*TASK TO COMPLETE:*
Which lines of the entries hold the string "note"? Copy each one.

*RECORDS FOR THE EXERCISE:*
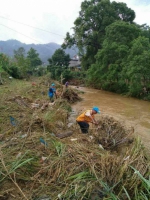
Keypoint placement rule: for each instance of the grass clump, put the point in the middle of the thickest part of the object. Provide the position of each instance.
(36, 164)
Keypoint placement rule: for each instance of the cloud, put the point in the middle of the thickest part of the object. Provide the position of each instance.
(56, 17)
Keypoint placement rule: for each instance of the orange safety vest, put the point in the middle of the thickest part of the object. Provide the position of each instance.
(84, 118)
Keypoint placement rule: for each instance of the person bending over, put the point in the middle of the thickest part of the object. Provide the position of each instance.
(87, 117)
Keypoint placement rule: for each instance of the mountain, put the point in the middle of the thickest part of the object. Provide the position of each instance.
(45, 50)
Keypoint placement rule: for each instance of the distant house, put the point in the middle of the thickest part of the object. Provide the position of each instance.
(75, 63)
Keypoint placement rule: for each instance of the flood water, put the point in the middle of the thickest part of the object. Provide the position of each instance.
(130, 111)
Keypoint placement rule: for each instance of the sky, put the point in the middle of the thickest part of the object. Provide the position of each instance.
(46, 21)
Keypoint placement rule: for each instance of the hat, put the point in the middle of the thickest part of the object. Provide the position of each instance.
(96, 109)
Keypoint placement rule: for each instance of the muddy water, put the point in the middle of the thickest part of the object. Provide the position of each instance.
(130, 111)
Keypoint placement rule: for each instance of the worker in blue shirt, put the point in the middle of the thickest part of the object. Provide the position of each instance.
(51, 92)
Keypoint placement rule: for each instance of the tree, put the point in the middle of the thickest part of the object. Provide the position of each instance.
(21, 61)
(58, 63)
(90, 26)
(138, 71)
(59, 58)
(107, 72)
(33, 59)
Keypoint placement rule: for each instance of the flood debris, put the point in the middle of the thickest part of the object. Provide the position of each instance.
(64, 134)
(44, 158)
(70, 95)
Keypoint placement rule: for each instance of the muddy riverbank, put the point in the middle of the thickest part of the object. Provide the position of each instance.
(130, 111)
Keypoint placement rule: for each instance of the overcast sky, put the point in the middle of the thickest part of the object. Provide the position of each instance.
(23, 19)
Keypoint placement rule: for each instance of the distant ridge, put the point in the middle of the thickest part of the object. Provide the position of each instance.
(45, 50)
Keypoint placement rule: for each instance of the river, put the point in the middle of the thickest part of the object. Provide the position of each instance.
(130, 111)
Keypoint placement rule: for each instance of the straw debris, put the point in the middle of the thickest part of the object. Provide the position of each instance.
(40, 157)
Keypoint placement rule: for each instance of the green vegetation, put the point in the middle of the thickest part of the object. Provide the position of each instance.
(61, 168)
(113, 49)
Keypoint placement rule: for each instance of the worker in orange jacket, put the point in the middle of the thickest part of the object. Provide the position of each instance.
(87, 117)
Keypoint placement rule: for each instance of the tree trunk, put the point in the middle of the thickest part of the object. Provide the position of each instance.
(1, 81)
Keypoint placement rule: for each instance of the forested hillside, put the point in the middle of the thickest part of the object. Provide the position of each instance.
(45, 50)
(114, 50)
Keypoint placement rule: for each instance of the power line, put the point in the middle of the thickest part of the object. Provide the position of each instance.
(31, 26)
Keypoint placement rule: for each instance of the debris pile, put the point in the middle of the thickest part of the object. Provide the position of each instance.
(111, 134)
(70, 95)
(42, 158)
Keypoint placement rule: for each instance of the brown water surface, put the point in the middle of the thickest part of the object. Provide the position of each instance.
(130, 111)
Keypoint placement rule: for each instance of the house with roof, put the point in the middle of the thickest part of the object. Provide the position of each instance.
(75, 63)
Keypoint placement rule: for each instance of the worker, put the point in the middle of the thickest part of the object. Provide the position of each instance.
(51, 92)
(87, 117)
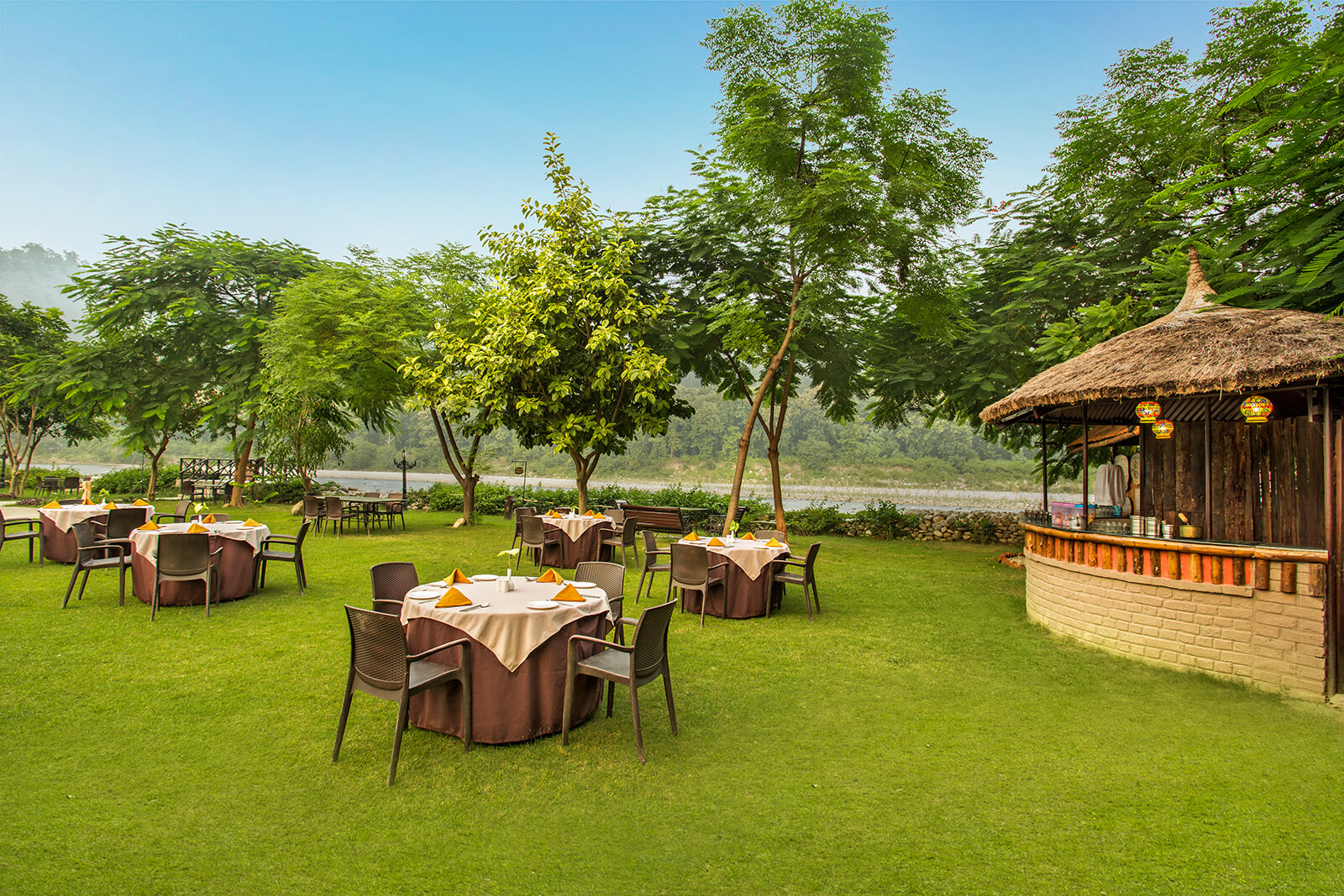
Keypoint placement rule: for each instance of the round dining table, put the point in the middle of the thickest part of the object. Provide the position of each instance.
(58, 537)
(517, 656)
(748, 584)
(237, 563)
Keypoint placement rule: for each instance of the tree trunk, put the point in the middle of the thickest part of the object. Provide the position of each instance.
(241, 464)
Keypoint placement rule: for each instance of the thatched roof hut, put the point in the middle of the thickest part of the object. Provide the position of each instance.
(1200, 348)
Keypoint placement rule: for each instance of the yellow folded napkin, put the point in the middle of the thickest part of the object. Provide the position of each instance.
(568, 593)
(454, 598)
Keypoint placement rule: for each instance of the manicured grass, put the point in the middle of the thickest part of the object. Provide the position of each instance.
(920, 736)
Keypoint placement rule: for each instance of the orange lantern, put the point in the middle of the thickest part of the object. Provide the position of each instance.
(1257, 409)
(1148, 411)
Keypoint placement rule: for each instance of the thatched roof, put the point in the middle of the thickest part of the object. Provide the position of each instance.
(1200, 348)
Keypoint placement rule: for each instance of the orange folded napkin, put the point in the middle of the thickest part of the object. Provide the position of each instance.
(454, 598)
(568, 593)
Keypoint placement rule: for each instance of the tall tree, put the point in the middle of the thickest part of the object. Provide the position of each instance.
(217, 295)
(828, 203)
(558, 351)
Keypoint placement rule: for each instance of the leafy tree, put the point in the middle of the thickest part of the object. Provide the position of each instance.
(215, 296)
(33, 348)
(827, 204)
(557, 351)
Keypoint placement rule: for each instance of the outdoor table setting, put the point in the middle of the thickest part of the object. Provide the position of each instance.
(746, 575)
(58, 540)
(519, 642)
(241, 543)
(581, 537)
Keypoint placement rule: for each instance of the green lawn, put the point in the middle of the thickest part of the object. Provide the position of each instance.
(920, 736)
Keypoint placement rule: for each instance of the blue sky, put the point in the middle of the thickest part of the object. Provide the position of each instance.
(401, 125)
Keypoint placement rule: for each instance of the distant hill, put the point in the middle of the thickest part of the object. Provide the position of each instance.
* * *
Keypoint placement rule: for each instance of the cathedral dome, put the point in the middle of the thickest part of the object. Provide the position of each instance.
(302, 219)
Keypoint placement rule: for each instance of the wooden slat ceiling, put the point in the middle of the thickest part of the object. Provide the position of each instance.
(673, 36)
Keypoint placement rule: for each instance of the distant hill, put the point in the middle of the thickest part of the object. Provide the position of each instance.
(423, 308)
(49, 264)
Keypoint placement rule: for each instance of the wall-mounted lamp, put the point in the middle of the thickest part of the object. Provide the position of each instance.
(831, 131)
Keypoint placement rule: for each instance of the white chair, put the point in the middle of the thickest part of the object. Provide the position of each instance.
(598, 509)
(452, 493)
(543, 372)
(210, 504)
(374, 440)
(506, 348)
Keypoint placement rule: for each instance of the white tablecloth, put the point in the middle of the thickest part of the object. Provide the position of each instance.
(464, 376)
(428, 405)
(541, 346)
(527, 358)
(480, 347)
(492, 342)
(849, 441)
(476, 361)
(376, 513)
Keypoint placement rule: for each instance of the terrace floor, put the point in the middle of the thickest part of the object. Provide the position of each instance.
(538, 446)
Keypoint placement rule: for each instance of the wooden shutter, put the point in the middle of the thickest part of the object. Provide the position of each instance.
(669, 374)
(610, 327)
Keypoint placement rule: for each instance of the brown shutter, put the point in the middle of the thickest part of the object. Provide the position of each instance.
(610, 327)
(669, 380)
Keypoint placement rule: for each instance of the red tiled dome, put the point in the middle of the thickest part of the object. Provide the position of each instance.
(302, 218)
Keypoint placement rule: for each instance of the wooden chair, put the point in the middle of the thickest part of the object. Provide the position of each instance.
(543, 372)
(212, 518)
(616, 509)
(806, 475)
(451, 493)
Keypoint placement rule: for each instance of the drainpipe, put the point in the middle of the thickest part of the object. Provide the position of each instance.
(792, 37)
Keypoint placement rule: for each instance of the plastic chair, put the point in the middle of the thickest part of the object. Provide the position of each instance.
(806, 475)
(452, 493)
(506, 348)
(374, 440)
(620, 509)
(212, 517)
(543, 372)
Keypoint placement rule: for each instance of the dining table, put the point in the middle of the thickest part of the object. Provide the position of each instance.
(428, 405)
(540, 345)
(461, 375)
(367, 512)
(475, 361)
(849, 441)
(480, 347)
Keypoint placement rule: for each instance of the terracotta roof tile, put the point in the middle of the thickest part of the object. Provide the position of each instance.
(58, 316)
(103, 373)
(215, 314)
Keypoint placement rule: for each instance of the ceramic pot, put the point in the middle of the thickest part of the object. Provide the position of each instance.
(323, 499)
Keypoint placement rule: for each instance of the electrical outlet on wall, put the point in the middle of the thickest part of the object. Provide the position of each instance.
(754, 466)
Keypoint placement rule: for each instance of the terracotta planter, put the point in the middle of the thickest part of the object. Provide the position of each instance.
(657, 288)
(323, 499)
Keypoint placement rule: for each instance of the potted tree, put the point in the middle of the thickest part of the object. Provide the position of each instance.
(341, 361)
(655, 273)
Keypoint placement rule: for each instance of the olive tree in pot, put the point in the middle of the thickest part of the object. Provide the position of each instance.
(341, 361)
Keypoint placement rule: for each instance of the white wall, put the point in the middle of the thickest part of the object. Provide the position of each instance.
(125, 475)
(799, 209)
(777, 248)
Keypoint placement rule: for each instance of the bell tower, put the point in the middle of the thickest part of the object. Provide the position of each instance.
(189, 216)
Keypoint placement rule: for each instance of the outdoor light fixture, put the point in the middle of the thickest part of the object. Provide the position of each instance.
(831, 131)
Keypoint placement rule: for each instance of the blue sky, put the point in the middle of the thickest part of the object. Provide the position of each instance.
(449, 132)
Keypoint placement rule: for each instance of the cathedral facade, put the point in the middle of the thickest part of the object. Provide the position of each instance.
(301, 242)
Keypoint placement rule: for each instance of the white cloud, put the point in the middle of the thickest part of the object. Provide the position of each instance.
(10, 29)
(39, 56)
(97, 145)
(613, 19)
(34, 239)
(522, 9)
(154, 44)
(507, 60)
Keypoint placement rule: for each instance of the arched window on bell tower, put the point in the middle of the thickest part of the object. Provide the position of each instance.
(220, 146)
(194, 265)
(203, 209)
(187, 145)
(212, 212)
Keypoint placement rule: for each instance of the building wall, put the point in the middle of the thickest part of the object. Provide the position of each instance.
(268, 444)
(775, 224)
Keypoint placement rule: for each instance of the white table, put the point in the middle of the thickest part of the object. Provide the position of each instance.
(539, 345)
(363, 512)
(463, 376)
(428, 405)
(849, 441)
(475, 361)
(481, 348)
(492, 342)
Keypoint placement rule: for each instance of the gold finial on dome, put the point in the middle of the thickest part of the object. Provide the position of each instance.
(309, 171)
==
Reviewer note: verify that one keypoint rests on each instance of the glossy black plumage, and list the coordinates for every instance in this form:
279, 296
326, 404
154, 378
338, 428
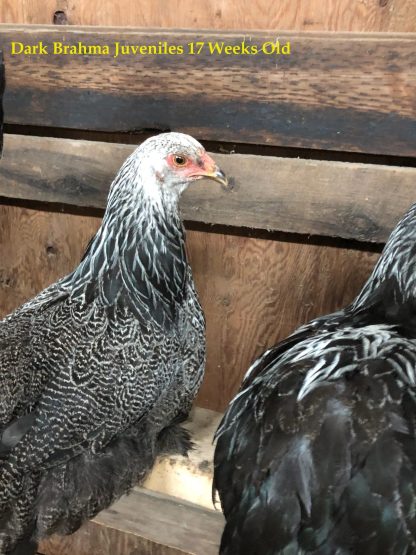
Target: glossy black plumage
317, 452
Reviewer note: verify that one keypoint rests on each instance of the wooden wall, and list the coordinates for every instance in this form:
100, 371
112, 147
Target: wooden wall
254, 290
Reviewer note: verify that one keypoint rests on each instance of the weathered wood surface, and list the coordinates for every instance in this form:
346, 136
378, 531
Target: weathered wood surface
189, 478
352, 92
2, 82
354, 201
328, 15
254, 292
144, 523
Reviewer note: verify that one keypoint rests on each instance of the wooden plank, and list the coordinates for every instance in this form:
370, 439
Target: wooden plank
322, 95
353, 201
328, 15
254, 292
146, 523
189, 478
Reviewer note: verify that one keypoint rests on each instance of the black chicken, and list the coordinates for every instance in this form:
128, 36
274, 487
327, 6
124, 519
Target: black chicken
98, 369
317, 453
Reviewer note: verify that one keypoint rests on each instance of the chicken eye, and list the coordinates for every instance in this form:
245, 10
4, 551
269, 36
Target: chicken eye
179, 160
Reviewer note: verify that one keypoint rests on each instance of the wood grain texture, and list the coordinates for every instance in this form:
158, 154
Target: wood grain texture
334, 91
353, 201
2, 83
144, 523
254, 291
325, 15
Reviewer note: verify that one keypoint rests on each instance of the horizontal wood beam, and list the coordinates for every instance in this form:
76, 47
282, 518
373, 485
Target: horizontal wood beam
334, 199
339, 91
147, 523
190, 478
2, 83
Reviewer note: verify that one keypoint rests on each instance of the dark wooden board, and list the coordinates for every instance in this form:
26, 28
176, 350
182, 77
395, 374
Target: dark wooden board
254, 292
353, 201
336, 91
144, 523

*TASK SOLUTION:*
Reviewer note: verify that one keypoint rests on each instance of the glossy black plumage, and list the coordinates for every instance in this form:
Reviewer note: verify that one keypoint rests on each instance of the wooden wall, and list the coordinates for every instance in this form:
Reviewer note: verify that one keypoint rests on each instance of the weathered wood surface, and list the coordinates for every instance in this form:
Reviewer note: verify that one keypoint rests on each instance of the wooden plank, and list the coordinates for every instance in this form:
Reviewer note: verify that one keypoint rests on each instance of the black chicken, and list the coordinates for every instance in this form:
Reviewer note: verify that one keypoint rests on each instance of the chicken eye, and list the coordinates for every instance in this form:
Reviewer note: verify that one keypoint rests on each instance of the wood grain texture, and list the coordinates for every instance in this form:
Reviewer note: verify that one keypoint rests on each instance of the horizontal wood beam, and list the coordinates for every instance in this form:
Reviewer note: verify that one keypoint rests on each instance of the dark wooden board, and list the coordinates for every instance in this form:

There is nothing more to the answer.